TASK DESCRIPTION:
Count the lines in the rows below that contain the word "Give", and reply with the number alone.

(Records from an annotation dataset)
□ □ □

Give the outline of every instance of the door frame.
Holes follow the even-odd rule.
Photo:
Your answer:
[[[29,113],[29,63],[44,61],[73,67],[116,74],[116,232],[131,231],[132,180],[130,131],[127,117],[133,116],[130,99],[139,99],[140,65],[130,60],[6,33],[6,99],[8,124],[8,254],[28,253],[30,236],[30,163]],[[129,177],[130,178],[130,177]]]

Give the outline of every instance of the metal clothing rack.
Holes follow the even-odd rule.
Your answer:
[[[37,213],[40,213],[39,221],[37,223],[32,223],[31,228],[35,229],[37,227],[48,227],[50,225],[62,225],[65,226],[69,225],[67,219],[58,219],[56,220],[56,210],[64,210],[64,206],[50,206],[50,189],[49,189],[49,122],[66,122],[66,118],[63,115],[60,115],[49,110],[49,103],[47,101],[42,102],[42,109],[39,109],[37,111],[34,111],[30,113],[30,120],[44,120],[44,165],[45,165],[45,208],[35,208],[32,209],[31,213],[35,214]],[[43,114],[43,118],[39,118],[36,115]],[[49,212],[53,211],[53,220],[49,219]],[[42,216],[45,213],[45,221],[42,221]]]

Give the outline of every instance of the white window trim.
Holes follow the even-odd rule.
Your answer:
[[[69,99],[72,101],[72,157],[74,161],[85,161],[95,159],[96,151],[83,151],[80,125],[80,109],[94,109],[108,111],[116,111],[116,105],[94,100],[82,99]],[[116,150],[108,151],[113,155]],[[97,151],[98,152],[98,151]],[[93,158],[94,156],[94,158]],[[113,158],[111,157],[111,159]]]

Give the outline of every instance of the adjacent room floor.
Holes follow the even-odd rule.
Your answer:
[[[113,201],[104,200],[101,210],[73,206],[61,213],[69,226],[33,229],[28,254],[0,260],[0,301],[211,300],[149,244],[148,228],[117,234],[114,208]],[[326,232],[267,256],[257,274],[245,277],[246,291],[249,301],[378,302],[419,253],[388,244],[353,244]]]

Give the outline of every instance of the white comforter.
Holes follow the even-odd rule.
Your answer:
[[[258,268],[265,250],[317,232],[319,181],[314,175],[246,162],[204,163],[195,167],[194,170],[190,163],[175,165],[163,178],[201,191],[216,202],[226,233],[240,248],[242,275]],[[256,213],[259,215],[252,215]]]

□ □ □

SOLUTION:
5